■ **Material for the task**
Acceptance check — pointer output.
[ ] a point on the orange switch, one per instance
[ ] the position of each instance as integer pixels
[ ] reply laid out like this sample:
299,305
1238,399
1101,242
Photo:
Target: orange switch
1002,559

■ **Problem details**
Recast every line of the rows above as a Markdown table with the columns No and Line, numbering the lines in order and omitting blank ones.

■ **Reply to the exercise**
| No | Line |
|---|---|
| 1 | Acceptance check — pointer output. |
| 2 | [ ] a point on the orange switch, one per instance |
| 3 | [ ] the position of each instance as integer pixels |
| 4 | [ ] reply laid out like this sample: |
| 5 | 299,305 |
| 6 | 1238,399 |
| 7 | 1101,242 |
| 8 | Photo: |
| 9 | Target: orange switch |
| 10 | 1002,559 |